Excerpted text:
-- Begin --

Run the included examples:

# Run all examples
cargo run -p embedded-examples --release

# Run specific example
cd embedded/examples/rust
cargo run --release

Performance Tips

  1. Use file-backed storage for datasets larger than RAM
  2. Tune max_elements to your expected dataset size
  3. Index payload columns that you frequently filter on:
    CREATE INDEX idx_category ON products(category);
    
  4. Batch operations for better throughput
  5. Persistent HNSW index with index_file_path for faster restarts

API Reference

Main Types

  • VectorXLite - Main database interface
    • create_collection(config) - Create a new collection
    • collection_exists(name) - Check if a collection exists
    • insert(point) - Insert a vector with payload
    • delete(point) - Delete a vector from a collection
    • delete_collection(collection) - Delete an entire collection
    • search(query) - Search for similar vectors
  • CollectionConfigBuilder - Configure collections
  • InsertPoint - Insert operations
  • SearchPoint - Search operations
  • DistanceFunction - Similarity metrics (Cosine, L2, IP)

-- End --

Complete the following:
• 1. Decide whether each statement below agrees with the VectorXLite excerpt. Answer yes or no for each, and quote the words of the excerpt that decide it.
(a) File-backed storage is recommended for datasets larger than RAM.
(b) DistanceFunction offers Manhattan distance as one of its similarity metrics.
(c) Running a specific example starts by changing into the embedded/examples/rust directory.
• 2. Put everything from the start of the entries down to the line containing "target: house with gray roof" into a JSON list of strings, one string per line and blank lines left out.

Exercise material:
-- Begin --

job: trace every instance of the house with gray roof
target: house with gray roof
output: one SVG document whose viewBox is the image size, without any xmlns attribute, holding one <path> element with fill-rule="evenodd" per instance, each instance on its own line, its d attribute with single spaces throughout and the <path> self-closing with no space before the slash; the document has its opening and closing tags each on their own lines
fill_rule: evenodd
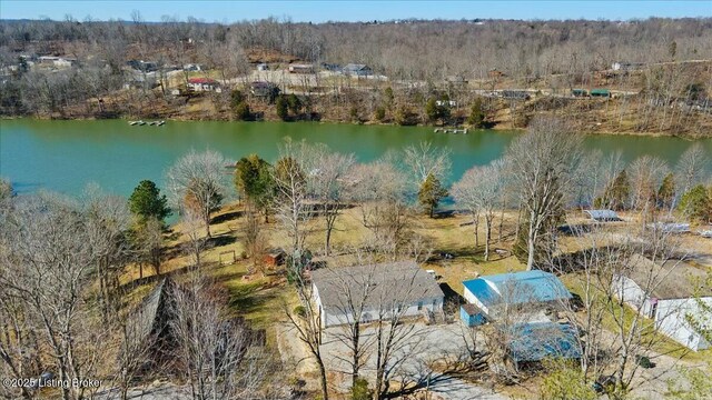
<svg viewBox="0 0 712 400">
<path fill-rule="evenodd" d="M 312 284 L 323 328 L 442 312 L 445 297 L 413 261 L 319 269 Z"/>
<path fill-rule="evenodd" d="M 706 271 L 684 260 L 655 262 L 635 254 L 613 277 L 613 293 L 655 322 L 655 329 L 694 351 L 710 348 L 690 323 L 712 323 L 712 288 Z M 696 286 L 696 287 L 695 287 Z"/>
<path fill-rule="evenodd" d="M 366 66 L 366 64 L 346 64 L 343 69 L 342 72 L 346 76 L 354 76 L 354 77 L 368 77 L 374 74 L 374 70 L 370 69 L 370 67 Z"/>
</svg>

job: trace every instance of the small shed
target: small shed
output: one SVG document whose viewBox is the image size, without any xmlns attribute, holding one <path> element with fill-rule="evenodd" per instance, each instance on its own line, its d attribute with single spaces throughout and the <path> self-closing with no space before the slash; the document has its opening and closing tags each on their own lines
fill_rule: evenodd
<svg viewBox="0 0 712 400">
<path fill-rule="evenodd" d="M 611 90 L 609 90 L 609 89 L 591 89 L 591 97 L 610 98 L 611 97 Z"/>
<path fill-rule="evenodd" d="M 281 249 L 275 249 L 265 254 L 264 262 L 268 267 L 277 267 L 285 263 L 285 251 Z"/>
<path fill-rule="evenodd" d="M 507 357 L 516 369 L 546 358 L 577 360 L 582 354 L 577 330 L 568 323 L 516 323 L 507 336 Z"/>
<path fill-rule="evenodd" d="M 465 327 L 477 327 L 486 322 L 482 310 L 475 304 L 462 304 L 459 307 L 459 319 Z"/>
<path fill-rule="evenodd" d="M 596 222 L 623 221 L 613 210 L 585 210 L 584 212 Z"/>
</svg>

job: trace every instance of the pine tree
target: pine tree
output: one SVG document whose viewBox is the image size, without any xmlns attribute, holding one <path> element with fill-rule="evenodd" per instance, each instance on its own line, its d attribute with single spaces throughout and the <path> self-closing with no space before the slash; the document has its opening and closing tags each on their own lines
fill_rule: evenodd
<svg viewBox="0 0 712 400">
<path fill-rule="evenodd" d="M 439 179 L 435 178 L 431 173 L 421 184 L 421 190 L 418 191 L 418 201 L 428 213 L 428 216 L 433 218 L 435 208 L 441 202 L 441 200 L 443 200 L 443 198 L 447 197 L 447 189 L 443 188 Z"/>
<path fill-rule="evenodd" d="M 472 104 L 472 109 L 469 110 L 469 118 L 467 118 L 467 123 L 469 123 L 473 128 L 484 127 L 485 113 L 482 110 L 482 99 L 475 99 L 475 103 Z"/>
<path fill-rule="evenodd" d="M 161 196 L 156 183 L 149 180 L 140 181 L 134 189 L 129 197 L 129 209 L 140 221 L 155 218 L 162 223 L 171 213 L 166 196 Z"/>
</svg>

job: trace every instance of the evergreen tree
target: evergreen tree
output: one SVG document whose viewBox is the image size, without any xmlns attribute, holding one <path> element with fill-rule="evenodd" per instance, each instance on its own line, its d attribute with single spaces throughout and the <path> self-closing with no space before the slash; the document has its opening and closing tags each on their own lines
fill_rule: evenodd
<svg viewBox="0 0 712 400">
<path fill-rule="evenodd" d="M 235 187 L 237 191 L 258 209 L 265 212 L 275 196 L 275 181 L 270 173 L 271 166 L 250 154 L 241 158 L 235 168 Z"/>
<path fill-rule="evenodd" d="M 433 218 L 435 208 L 437 208 L 437 204 L 441 202 L 441 200 L 443 200 L 443 198 L 447 197 L 447 190 L 443 188 L 439 179 L 435 178 L 431 173 L 421 184 L 421 190 L 418 191 L 418 201 L 428 213 L 428 216 Z"/>
<path fill-rule="evenodd" d="M 129 209 L 142 222 L 155 218 L 162 223 L 171 213 L 166 196 L 161 196 L 156 183 L 149 180 L 140 181 L 134 189 L 129 197 Z"/>
<path fill-rule="evenodd" d="M 425 116 L 427 117 L 428 122 L 435 122 L 439 118 L 437 102 L 435 99 L 431 98 L 427 103 L 425 103 Z"/>
</svg>

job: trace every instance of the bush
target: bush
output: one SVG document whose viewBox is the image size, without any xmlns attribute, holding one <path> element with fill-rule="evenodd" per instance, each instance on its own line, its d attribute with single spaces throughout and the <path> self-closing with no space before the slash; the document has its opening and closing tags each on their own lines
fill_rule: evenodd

-- End --

Solutions for each task:
• 1.
(a) Yes: "Use file-backed storage for datasets larger than RAM"
(b) No: "DistanceFunction - Similarity metrics (Cosine, L2, IP)"
(c) Yes: "cd embedded/examples/rust"

• 2.
[
  "job: trace every instance of the house with gray roof",
  "target: house with gray roof"
]